--- INSTRUCTION ---
Put every line below into a JSON array of strings, one string per line, and leave out any blank lines.

--- SOURCE MATERIAL ---

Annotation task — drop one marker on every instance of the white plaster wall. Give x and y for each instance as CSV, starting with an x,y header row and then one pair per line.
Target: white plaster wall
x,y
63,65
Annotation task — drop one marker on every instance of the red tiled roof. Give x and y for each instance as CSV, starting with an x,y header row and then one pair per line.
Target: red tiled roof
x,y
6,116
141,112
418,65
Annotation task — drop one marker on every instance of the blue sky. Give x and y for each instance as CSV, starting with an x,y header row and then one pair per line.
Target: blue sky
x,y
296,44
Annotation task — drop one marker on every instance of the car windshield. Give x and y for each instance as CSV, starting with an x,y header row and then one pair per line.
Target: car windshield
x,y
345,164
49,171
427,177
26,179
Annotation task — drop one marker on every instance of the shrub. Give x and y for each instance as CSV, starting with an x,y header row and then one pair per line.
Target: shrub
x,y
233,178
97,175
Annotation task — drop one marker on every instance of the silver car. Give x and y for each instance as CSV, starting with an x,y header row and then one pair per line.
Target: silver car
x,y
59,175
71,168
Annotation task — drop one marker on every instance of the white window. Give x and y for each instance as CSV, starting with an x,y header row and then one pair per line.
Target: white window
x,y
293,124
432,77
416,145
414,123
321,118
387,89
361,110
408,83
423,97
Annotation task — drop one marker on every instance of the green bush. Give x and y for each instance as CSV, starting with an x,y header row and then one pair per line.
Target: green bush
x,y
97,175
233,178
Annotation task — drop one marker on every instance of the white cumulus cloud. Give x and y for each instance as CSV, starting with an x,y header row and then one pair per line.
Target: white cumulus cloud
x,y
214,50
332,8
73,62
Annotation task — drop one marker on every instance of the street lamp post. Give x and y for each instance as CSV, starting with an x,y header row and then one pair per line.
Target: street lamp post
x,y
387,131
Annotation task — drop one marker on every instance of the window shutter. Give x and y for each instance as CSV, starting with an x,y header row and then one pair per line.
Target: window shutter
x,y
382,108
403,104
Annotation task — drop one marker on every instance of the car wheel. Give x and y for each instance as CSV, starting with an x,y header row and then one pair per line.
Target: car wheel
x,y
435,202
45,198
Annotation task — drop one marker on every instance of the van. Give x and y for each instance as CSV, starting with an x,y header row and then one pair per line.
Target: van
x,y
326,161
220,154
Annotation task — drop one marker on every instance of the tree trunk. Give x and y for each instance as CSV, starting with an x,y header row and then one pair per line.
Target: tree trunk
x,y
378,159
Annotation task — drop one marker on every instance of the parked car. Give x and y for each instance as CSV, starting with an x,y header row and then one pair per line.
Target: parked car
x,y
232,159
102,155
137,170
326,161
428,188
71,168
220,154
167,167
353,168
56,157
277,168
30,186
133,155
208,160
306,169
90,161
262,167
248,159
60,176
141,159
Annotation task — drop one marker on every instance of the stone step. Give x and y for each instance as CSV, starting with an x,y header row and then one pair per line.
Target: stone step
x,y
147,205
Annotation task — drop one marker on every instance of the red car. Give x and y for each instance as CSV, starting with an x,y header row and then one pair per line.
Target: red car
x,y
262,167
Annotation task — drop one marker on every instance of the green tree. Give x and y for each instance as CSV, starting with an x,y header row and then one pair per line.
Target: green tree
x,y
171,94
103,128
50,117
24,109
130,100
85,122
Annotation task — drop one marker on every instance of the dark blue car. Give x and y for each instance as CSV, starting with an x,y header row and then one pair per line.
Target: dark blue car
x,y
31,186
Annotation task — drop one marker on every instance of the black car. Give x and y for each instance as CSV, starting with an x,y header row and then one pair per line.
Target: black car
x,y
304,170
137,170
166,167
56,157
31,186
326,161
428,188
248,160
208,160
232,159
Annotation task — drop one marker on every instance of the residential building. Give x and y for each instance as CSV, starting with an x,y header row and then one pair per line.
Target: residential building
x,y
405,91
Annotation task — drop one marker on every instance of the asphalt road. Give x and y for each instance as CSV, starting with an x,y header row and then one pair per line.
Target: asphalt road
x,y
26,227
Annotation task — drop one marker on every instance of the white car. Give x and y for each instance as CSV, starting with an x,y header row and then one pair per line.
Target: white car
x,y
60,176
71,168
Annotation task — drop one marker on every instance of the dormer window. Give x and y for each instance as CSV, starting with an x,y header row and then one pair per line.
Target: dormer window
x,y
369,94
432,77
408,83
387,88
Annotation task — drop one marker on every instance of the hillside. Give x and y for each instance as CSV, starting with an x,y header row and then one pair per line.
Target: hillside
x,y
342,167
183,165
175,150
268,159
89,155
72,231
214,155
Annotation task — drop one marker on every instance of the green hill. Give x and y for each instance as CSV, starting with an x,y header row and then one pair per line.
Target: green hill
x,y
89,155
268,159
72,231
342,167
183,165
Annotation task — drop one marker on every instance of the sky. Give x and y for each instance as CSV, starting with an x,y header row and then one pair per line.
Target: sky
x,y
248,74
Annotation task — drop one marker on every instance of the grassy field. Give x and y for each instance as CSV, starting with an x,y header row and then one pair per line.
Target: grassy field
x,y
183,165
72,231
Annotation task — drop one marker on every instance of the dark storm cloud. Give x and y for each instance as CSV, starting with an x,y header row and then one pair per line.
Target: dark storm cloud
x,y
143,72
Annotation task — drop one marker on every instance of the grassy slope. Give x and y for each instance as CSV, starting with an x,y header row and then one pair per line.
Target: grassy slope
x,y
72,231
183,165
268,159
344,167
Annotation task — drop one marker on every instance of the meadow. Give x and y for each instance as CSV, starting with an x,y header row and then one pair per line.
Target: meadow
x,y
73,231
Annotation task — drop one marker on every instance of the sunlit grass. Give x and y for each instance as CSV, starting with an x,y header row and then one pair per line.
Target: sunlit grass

--- ANSWER TO THE PROBLEM ---
[
  "Annotation task — drop one marker on every instance of the white plaster wall. Give x and y for each instance as CSV, starting with an x,y header row and then one pair per line.",
  "Target: white plaster wall",
  "x,y",
  "63,65",
  "Annotation task — drop one marker on every instance of the red tiled roof. Give x and y for each instance as CSV, starting with an x,y header row and then one pair per line.",
  "Target: red tiled roof",
  "x,y",
  "6,116",
  "141,112",
  "418,65",
  "Annotation task — drop one marker on every instance of the blue sky. Give x and y for each instance as CSV, starting with an x,y header row and then one pair per line.",
  "Target: blue sky",
  "x,y",
  "296,44",
  "Annotation task — drop one marker on every instance of the car windshield. Give x and y for each instance as CSV, starting with an x,y header row and then one pair per line.",
  "Target: car windshield",
  "x,y",
  "345,164",
  "49,171",
  "427,177",
  "26,179",
  "Annotation task — drop one marker on every instance of the shrub. Give x and y for each instance as CSV, starting with an x,y header row and then one pair per line.",
  "Target: shrub",
  "x,y",
  "233,178",
  "97,175",
  "Annotation task — drop one marker on every instance of the silver car. Give x and y for each instance as CSV, starting with an x,y header row and then one pair per line.",
  "Target: silver car",
  "x,y",
  "59,175",
  "71,168",
  "Annotation task — drop one marker on every instance of the white window. Give x and y for each instance as CSV, starting with an x,y header row and then one pair per line.",
  "Target: white window",
  "x,y",
  "293,124",
  "432,77",
  "416,145",
  "414,123",
  "321,118",
  "387,89",
  "361,110",
  "408,83",
  "423,97",
  "Annotation task — drop one marker on every instance of the green bush. Give x and y for each instance as CSV, starting with an x,y header row and then one pair per line.",
  "Target: green bush",
  "x,y",
  "97,175",
  "233,178",
  "Annotation task — drop one marker on every instance of the white cumulus cloud. Give x and y for each instance as CSV, starting with an x,y header row and then one pair per line.",
  "Target: white cumulus cloud",
  "x,y",
  "214,50",
  "332,8",
  "73,62",
  "Annotation task — drop one marker on every instance of the street lamp post. Give x and y for each instance as CSV, starting with an x,y header row and then one pair per line.",
  "Target: street lamp post",
  "x,y",
  "387,131",
  "Annotation task — drop one marker on every instance of the window shutter. Give x and y for each instance as CSV, starting with an x,y header row and then one pair per line.",
  "Target: window shutter",
  "x,y",
  "382,108",
  "403,104",
  "Annotation task — drop one marker on every instance of the car wheel. Give x and y for each instance as CSV, starting with an x,y header row and then one pair per line.",
  "Target: car wheel",
  "x,y",
  "435,202",
  "45,198",
  "Annotation task — drop one marker on every instance of the van. Give x and y for each instance as CSV, starting with an x,y header row and then one pair per line.",
  "Target: van",
  "x,y",
  "326,161",
  "220,154",
  "Annotation task — drop one marker on every instance of the tree trunk. Give x and y for each instance as CSV, starting with an x,y header row and then one pair per line.",
  "Target: tree trunk",
  "x,y",
  "378,159",
  "Annotation task — drop one marker on every instance of the parked car. Give x and y for each instance as CSV, starting with an x,y header row and then one pair per line.",
  "Target: parked car",
  "x,y",
  "232,159",
  "102,155",
  "137,170",
  "326,161",
  "428,188",
  "71,168",
  "220,154",
  "167,167",
  "353,168",
  "56,157",
  "277,168",
  "30,186",
  "133,155",
  "208,160",
  "306,169",
  "90,161",
  "262,167",
  "248,159",
  "60,176",
  "141,159",
  "Annotation task — drop one marker on every instance of the stone step. Give x and y for each instance as CSV, starting with an x,y header row and then one pair per line.",
  "Target: stone step",
  "x,y",
  "147,205",
  "Annotation task — drop one marker on every instance of the red car. Give x and y for each instance as CSV, starting with an x,y header row and then one pair per line.",
  "Target: red car",
  "x,y",
  "262,167",
  "Annotation task — drop one marker on every instance of the green tree. Give x and y for each instance as CSV, starting with an x,y header row and then one pair per line.",
  "Target: green tree",
  "x,y",
  "171,94",
  "103,128",
  "50,117",
  "24,109",
  "130,100",
  "85,122",
  "Annotation task — drop one marker on every instance of the dark blue car. Give x and y for each instance as CSV, starting with an x,y header row and then one pair per line.",
  "Target: dark blue car",
  "x,y",
  "31,186",
  "Annotation task — drop one marker on every instance of the black car. Give x and y for each instance as CSV, starting with an x,y header row and then one pair per line.",
  "Target: black car",
  "x,y",
  "304,170",
  "137,170",
  "166,167",
  "56,157",
  "31,186",
  "326,161",
  "428,188",
  "248,160",
  "208,160",
  "232,159",
  "Annotation task — drop one marker on every instance of the residential building. Give x and y for each instance as CSV, starting with an x,y header row and then one pair per line.",
  "Target: residential building",
  "x,y",
  "405,91",
  "Annotation task — drop one marker on every instance of the asphalt road. Give x and y for each instance as CSV, starting with an x,y header row and then one pair per line.",
  "Target: asphalt road",
  "x,y",
  "26,227",
  "Annotation task — drop one marker on every instance of the white car. Give x and y for each instance as CSV, starting with an x,y header row and then one pair per line.",
  "Target: white car",
  "x,y",
  "60,176",
  "71,168",
  "Annotation task — drop one marker on every instance of the dormer window. Give x and y for each instance as CSV, starting with an x,y header row and then one pair per line.",
  "Target: dormer window",
  "x,y",
  "369,94",
  "432,77",
  "408,83",
  "387,88",
  "Annotation task — drop one marker on every instance of the hillside. Give x and y for each instance as CSV, starting with an x,y header row and then one pair per line.",
  "Target: hillside",
  "x,y",
  "342,167",
  "183,165",
  "175,150",
  "268,159",
  "89,155",
  "72,231",
  "214,155",
  "Annotation task — drop one marker on every instance of the green hill. Give x and y for each instance as CSV, starting with an x,y header row and then one pair per line.",
  "Target: green hill",
  "x,y",
  "89,155",
  "268,159",
  "72,231",
  "342,167",
  "183,165",
  "Annotation task — drop one marker on every instance of the sky. Give x and y for each instance as CSV, starting with an x,y header row and then one pair per line.",
  "Target: sky",
  "x,y",
  "248,74",
  "Annotation task — drop one marker on every instance of the grassy field. Give x and y for each instance as CSV, starting with an x,y header row and then one pair per line.",
  "Target: grassy field",
  "x,y",
  "183,165",
  "72,231",
  "Annotation task — drop one marker on every instance of the dark storm cloud. Give x and y for each instance as CSV, starting with an x,y header row and then one pair per line.",
  "Target: dark storm cloud",
  "x,y",
  "143,72",
  "Annotation task — drop one marker on every instance of the grassy slope. Give x and y for each instance as CSV, starting with an x,y header row and then one pair per line.",
  "Target: grassy slope",
  "x,y",
  "72,231",
  "183,165",
  "268,159",
  "344,167",
  "Annotation task — drop one marker on every instance of the meadow. Give x and y for each instance as CSV, starting with an x,y header row and then one pair per line.",
  "Target: meadow",
  "x,y",
  "73,231",
  "Annotation task — drop one marker on every instance of the sunlit grass. Give x and y for each instance as CSV, starting with an x,y header row and then one pair per line.",
  "Target: sunlit grass"
]